Entries pointing to named objects
|---|
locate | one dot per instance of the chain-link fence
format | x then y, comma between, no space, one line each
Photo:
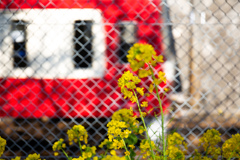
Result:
60,61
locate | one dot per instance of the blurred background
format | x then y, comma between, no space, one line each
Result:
60,61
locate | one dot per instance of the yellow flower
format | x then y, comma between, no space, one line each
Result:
3,143
209,140
109,157
131,146
166,89
162,77
128,83
16,158
83,146
127,153
140,91
77,133
57,146
175,153
144,104
113,152
231,147
145,147
34,156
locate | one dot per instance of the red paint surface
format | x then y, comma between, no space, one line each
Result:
28,98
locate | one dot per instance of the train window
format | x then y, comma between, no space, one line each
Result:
128,32
83,52
18,34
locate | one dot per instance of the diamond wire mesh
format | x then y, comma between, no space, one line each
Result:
201,42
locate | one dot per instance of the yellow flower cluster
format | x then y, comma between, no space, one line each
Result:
|---|
- _Task instructions_: Lay out every line of the records above as a numbered list, skipping blank lines and omitting the pictures.

- _Written solution_:
1. locate | one dot per instance of the chain-link fence
2. format | x then y, comma between, no space, one line each
3. Photo:
4. Result:
5. 60,61
6. locate | one dot per instance of the blurred background
7. format | x then y, comma between, no space, one line each
8. Result:
9. 60,61
10. locate | one dot per instance of the yellow flower
11. format | x then y, comma between, no space, one line each
12. Result:
13. 3,143
14. 209,140
15. 109,157
16. 131,146
17. 166,89
18. 162,77
19. 128,83
20. 16,158
21. 83,146
22. 127,153
23. 140,91
24. 77,133
25. 57,146
26. 175,153
27. 144,104
28. 113,152
29. 231,147
30. 145,147
31. 34,156
32. locate | one dot per instance of the red paint surface
33. format | x then y, comma between, no space, one line each
34. Result:
35. 28,98
36. locate | one dot per instance of the train window
37. format | x then y, comma between, no space, one line each
38. Result:
39. 128,32
40. 83,52
41. 18,34
42. locate | one dot per instance of the diamond wire mesh
43. format | x then y, comma between, no space, one line each
44. Result:
45. 201,42
46. locate | one dot per instance of the yellow flower cluster
47. format | x then y, comma between, no space, one line each
48. Result:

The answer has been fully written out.